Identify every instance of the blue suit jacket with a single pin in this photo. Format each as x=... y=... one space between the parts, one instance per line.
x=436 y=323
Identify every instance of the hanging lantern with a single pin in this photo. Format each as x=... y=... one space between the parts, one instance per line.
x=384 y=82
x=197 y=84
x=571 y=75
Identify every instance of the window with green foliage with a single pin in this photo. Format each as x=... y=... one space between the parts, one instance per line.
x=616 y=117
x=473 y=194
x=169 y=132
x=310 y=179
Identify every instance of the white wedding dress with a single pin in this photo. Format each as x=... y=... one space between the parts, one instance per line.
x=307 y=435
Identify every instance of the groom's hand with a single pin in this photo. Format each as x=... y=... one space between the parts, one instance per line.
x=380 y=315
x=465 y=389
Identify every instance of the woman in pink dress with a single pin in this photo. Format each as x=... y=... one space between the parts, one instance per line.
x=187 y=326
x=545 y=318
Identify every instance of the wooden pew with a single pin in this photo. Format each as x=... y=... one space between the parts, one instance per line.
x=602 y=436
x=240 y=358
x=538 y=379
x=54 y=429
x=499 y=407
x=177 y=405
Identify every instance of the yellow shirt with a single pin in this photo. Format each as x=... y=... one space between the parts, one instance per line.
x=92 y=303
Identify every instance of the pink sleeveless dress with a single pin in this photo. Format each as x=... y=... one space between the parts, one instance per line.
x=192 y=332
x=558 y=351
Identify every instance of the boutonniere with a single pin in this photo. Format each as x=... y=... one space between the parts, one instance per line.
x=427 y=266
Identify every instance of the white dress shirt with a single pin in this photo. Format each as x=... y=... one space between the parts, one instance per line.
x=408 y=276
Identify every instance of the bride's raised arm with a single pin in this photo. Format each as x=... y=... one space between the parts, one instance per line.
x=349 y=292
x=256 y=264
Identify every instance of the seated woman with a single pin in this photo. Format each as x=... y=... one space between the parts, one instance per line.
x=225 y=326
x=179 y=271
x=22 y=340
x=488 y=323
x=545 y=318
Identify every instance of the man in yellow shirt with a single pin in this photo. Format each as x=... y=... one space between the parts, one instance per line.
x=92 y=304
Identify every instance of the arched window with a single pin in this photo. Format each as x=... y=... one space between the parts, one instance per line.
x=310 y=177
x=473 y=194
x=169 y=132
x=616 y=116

> [Required work] Reproduce all of the material above, swapping every "single pin" for "single dot" and keeping everything else unchanged.

> [Written answer]
Identify every instance of the blue suit jacket with a single dot in this photo. Format each as x=... y=... one space between the parts, one instance per line.
x=436 y=323
Identify every instance of the hanging lantern with a single dot in this photo. Format each as x=... y=... one space between the parts, one instance per line.
x=384 y=82
x=197 y=84
x=571 y=75
Identify every instance of the window with green foliage with a single dot in this photo. Format each as x=... y=... one space between the parts, one instance per line.
x=616 y=117
x=473 y=194
x=169 y=132
x=310 y=179
Identify every instance of the white wedding dress with a single dot in this photo. Format each as x=... y=... one space between the parts, one instance per line.
x=307 y=435
Identify every instance of the groom's hand with a single dot in this photo. Format each as x=... y=... one space between the parts, one instance per line.
x=380 y=315
x=465 y=389
Identify every instance of the woman in pink dress with a single dot in this photo. Format each as x=... y=... one space between the parts, one instance per line.
x=187 y=326
x=545 y=318
Identify every instance of the wooden pew with a single dot in this photo. Format each as x=... y=... one space between the parts, one instance per line.
x=602 y=436
x=240 y=358
x=538 y=379
x=54 y=429
x=499 y=407
x=177 y=405
Identify every instance of the yellow shirt with a single dot in this photo. Format each as x=... y=... one space between the parts, one instance per line.
x=92 y=303
Identify every instance of the pink sleeveless dress with a single dot in this photo. Format each as x=... y=... one space between the parts, one instance per line.
x=192 y=332
x=558 y=351
Identify every instance of the boutonniere with a single dot in this photo. Format each as x=... y=... one space between the parts, one instance per line.
x=427 y=266
Identify every instance of the white dress shirt with a single dot in this photo. Format each as x=... y=... one space between the parts, one instance per line.
x=408 y=276
Identify every instance of the bride's raised arm with a single dot in this photo. Format each as x=... y=... one space between the parts, one instance per line.
x=349 y=292
x=256 y=264
Identify every instance of the seated woman with a single dot in this photo. Format each as x=... y=... one space between the parts, one instance per line.
x=225 y=326
x=179 y=271
x=22 y=340
x=488 y=323
x=545 y=318
Identify every instance of the man in yellow shirt with a single dot in this photo. Format each as x=... y=... one space between the parts, one instance per line.
x=92 y=304
Identify every instance of the arched window with a single dot in this photo. Format each as x=... y=... one space between the parts, one instance per line.
x=310 y=177
x=473 y=194
x=169 y=132
x=616 y=116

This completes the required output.